-- begin Source extract --

Tchaikovsky declined the project at first. He claimed the subject left him cold and seemed too close to Berlioz's work for him to manage anything but a piece that would lack inspiration and originality. Balakirev persisted. "You must, of course, make an effort," he exhorted, "take a more self-critical approach, don't hurry things." His importunity finally changed Tchaikovsky's mind—after two years of effort. So did Tchaikovsky's re-reading "Manfred" for himself while tending to his friend Iosif Kotek in Davos, Switzerland, nestled in the same Alps in which the poem was set. Once he returned home, Tchaikovsky revised the draft Balakirev had made from Stasov's programme and began sketching the first movement.
Tchaikovsky may have found a subject in "Manfred" for which he could comfortably compose. However, there was a difference between placing a personal program into a symphony and writing such a work to a literary program. He wrote to his friend and former student Sergei Taneyev, "Composing a program symphony, I have the sensation of being a charlatan and cheating the public; I am paying them not hard cash but rubbishy bits of paper money." However, he later wrote to Emilia Pavlovskaya, "The symphony has turned out to be huge, serious, difficult, absorbing all my time, sometimes to utter exhaustion; but an inner voice tells me that my labor is not in vain and that this work will perhaps be the best of my symphonic works."

-- end Source extract --

Problems:
1. Answer the following from the passage on Tchaikovsky's Manfred.
(a) In which town was Tchaikovsky tending to Iosif Kotek when he re-read "Manfred"?
(b) Which friend and former student received the letter comparing the composition of a program symphony to being a charlatan?
(c) Whose draft did Tchaikovsky revise after returning home, and from whose programme had it been made?
2. Reproduce the passage on Tchaikovsky's Manfred, starting with "Tchaikovsky declined the" and going on through "the first movement.".
3. Resume the passage on Tchaikovsky's Manfred after its final sentence.
The listing is taken from a separate source.

-- begin Data provided --

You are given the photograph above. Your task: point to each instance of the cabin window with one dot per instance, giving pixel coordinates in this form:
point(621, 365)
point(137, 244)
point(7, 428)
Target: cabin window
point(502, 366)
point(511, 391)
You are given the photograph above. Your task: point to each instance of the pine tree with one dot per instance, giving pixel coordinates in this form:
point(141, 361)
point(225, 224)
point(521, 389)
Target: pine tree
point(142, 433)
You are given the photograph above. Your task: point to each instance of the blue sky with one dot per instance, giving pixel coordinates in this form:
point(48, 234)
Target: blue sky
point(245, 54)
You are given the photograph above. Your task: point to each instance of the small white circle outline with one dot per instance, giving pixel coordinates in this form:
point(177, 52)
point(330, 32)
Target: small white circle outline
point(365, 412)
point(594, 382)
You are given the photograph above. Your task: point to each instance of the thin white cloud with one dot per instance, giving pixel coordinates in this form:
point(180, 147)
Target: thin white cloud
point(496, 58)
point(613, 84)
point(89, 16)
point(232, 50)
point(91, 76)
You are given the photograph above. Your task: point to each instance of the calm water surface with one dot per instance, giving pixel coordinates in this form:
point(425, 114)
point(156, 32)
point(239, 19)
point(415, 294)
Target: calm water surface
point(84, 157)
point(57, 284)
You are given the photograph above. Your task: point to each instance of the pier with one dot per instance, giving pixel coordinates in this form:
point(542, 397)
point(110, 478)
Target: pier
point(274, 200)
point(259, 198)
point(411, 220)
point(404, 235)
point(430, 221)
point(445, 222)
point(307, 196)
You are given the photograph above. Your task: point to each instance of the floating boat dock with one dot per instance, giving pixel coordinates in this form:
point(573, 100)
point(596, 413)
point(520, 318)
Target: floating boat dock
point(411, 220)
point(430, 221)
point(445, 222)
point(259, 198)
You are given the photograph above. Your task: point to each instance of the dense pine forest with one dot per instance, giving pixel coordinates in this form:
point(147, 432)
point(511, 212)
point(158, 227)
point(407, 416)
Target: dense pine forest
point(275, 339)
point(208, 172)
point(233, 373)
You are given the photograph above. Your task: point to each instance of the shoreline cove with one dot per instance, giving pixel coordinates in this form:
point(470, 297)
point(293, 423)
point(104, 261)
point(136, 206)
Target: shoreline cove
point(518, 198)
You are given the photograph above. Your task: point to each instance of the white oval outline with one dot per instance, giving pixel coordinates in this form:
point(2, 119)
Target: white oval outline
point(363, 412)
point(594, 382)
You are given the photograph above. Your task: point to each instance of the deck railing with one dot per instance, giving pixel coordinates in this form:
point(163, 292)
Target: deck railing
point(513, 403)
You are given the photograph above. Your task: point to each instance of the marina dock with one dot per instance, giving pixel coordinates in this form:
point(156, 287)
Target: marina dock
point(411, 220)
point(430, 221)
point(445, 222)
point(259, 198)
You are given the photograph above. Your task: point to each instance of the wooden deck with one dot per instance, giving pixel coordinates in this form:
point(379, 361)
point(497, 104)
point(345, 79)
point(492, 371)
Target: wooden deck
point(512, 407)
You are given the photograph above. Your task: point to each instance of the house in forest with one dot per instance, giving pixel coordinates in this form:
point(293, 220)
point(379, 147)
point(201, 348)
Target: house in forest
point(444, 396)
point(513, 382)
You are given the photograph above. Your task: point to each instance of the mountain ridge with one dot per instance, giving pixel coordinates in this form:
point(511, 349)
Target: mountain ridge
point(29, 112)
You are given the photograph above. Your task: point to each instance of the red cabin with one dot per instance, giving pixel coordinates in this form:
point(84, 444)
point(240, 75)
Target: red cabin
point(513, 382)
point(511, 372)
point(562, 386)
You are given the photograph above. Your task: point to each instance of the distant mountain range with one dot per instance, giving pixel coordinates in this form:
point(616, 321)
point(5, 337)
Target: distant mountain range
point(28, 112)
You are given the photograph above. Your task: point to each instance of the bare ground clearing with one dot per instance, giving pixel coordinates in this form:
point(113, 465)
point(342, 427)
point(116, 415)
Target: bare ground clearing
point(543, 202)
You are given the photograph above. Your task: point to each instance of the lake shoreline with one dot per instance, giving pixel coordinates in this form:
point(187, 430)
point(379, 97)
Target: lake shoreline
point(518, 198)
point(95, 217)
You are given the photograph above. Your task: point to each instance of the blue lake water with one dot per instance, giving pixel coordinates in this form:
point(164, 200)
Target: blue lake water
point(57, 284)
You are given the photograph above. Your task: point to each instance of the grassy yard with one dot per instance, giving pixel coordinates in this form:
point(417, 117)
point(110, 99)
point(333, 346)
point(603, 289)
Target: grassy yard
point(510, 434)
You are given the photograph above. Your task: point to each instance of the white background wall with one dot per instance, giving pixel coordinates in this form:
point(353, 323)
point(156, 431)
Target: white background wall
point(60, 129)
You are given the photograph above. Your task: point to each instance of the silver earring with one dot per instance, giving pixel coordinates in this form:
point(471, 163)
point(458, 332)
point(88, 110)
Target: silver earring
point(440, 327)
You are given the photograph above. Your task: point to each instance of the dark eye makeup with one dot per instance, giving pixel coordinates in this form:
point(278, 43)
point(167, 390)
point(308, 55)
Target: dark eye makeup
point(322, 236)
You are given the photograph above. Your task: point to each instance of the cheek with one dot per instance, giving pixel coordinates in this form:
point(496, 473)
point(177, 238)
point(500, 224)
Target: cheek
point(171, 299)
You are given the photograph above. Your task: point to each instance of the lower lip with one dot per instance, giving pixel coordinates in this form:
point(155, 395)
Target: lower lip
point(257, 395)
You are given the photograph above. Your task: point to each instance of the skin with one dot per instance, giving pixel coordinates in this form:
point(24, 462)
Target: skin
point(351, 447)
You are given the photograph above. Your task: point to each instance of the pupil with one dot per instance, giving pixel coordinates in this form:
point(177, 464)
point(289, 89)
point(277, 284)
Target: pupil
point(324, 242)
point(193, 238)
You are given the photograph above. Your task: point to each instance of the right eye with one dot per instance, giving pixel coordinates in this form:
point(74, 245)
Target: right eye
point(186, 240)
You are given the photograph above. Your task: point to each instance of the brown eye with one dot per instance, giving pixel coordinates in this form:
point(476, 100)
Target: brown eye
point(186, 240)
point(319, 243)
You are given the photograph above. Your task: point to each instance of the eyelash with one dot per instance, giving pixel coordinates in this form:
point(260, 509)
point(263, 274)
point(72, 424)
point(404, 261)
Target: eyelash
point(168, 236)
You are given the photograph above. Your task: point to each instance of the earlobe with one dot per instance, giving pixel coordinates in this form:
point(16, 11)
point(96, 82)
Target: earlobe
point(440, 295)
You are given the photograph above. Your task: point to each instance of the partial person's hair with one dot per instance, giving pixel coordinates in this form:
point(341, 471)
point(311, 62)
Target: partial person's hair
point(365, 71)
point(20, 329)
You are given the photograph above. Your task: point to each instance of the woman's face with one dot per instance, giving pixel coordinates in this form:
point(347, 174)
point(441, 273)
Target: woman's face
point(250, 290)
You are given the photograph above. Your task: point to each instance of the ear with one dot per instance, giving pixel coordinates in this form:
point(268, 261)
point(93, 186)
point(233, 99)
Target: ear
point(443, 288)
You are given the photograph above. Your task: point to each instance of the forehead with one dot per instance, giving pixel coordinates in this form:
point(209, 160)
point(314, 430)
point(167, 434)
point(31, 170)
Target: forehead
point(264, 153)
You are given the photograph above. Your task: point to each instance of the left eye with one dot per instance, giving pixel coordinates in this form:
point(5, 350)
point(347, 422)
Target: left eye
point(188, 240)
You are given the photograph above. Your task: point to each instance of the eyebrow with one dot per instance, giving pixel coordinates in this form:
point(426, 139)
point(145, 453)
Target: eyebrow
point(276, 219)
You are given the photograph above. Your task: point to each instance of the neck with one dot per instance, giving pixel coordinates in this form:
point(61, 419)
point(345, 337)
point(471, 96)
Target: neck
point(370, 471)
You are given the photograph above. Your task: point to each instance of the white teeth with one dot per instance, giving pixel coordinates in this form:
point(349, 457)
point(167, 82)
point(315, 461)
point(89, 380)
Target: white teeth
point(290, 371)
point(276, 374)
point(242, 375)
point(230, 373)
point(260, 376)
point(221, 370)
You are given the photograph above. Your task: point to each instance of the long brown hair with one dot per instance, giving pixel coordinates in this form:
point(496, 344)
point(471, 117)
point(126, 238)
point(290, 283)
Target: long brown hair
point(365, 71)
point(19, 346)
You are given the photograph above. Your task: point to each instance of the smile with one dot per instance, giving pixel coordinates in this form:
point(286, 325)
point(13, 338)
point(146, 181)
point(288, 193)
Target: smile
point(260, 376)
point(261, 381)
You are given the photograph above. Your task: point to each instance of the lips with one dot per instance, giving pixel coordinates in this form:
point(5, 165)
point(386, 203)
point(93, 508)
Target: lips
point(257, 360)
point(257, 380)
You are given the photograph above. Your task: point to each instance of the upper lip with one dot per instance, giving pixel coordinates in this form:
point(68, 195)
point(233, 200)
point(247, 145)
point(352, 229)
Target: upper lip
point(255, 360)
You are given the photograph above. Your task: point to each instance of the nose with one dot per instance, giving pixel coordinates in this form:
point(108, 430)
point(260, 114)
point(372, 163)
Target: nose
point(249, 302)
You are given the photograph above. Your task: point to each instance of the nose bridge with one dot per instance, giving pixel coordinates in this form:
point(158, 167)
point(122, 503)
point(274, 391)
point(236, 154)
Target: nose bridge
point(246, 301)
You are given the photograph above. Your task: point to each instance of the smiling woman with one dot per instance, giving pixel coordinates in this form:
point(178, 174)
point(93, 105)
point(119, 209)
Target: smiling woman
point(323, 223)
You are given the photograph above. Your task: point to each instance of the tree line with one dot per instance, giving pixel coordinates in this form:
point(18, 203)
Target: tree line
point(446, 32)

-- end Data provided --

Answer list:
1.
(a) Davos, Switzerland.
(b) Sergei Taneyev.
(c) Balakirev's draft, made from Stasov's programme.

2.
Tchaikovsky declined the project at first. He claimed the subject left him cold and seemed too close to Berlioz's work for him to manage anything but a piece that would lack inspiration and originality. Balakirev persisted. "You must, of course, make an effort," he exhorted, "take a more self-critical approach, don't hurry things." His importunity finally changed Tchaikovsky's mind—after two years of effort. So did Tchaikovsky's re-reading "Manfred" for himself while tending to his friend Iosif Kotek in Davos, Switzerland, nestled in the same Alps in which the poem was set. Once he returned home, Tchaikovsky revised the draft Balakirev had made from Stasov's programme and began sketching the first movement.

3.
Instead of following Balakirev's instructions slavishly, Tchaikovsky wrote it in his own style. Initially, he considered it to be one of his best compositions, but wanted a few years later to destroy the score, though that intention was never carried out.
Several features make Manfred unique among Tchaikovsky's works. It is the only programmatic work he wrote in more than one movement. The first two movements do not recapitulate their middle sections. The entire work is not only extremely long, playing up to and sometimes over an hour, but it is designed with the utmost spaciousness in mind. There is nothing else in Tchaikovsky's works that captures the long-breathed deliberation of the third movement or the practically verbatim recapitulation of the widely variegated opening section of the second movement following the equally huge middle section. At least one critic has suggested that, in its heroic but perfectly judged dimensions, Manfred resembles Richard Strauss's later tone poem A Hero's Life.
Musicologist John Warrack suggests that, of all Tchaikovsky's major neglected works, Manfred may be the one which least deserves this fate. While Tchaikovsky had his doubts about program music, he was actually better able to handle large forms when there was the impulse of an emotional idea behind the music. He apparently felt such an impulse—if not from Byron's poem, then from the program Balakirev gave him—and that impulse brought forth a work of great originality and power. While he did not follow Berlioz in how he might have handled the program, Tchaikovsky did make use of an idée fixe recurring in all four movements. He also followed a Berliozian design of a lengthy, reflective, melancholy opening movement, two colorful interludes as inner movements, and a finale in which Berlioz' Brigands' Orgy becomes (without any hint from the poem) a bacchanal.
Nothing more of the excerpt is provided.